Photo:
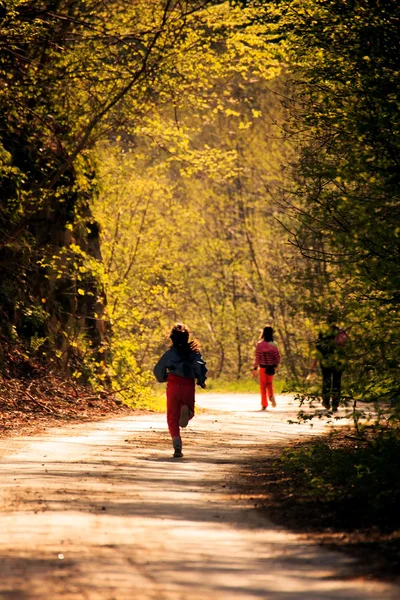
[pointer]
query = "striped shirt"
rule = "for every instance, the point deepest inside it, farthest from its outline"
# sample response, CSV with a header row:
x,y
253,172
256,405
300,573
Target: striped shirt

## WORK ORDER
Could the entries be output exactly as written, but without their images?

## REPLY
Photo:
[pointer]
query = "striped shirt"
rule = "for every instance, the point deepest inside it, farthest from its outline"
# sample response, CSV with a header row:
x,y
253,172
256,405
300,573
Target: striped shirt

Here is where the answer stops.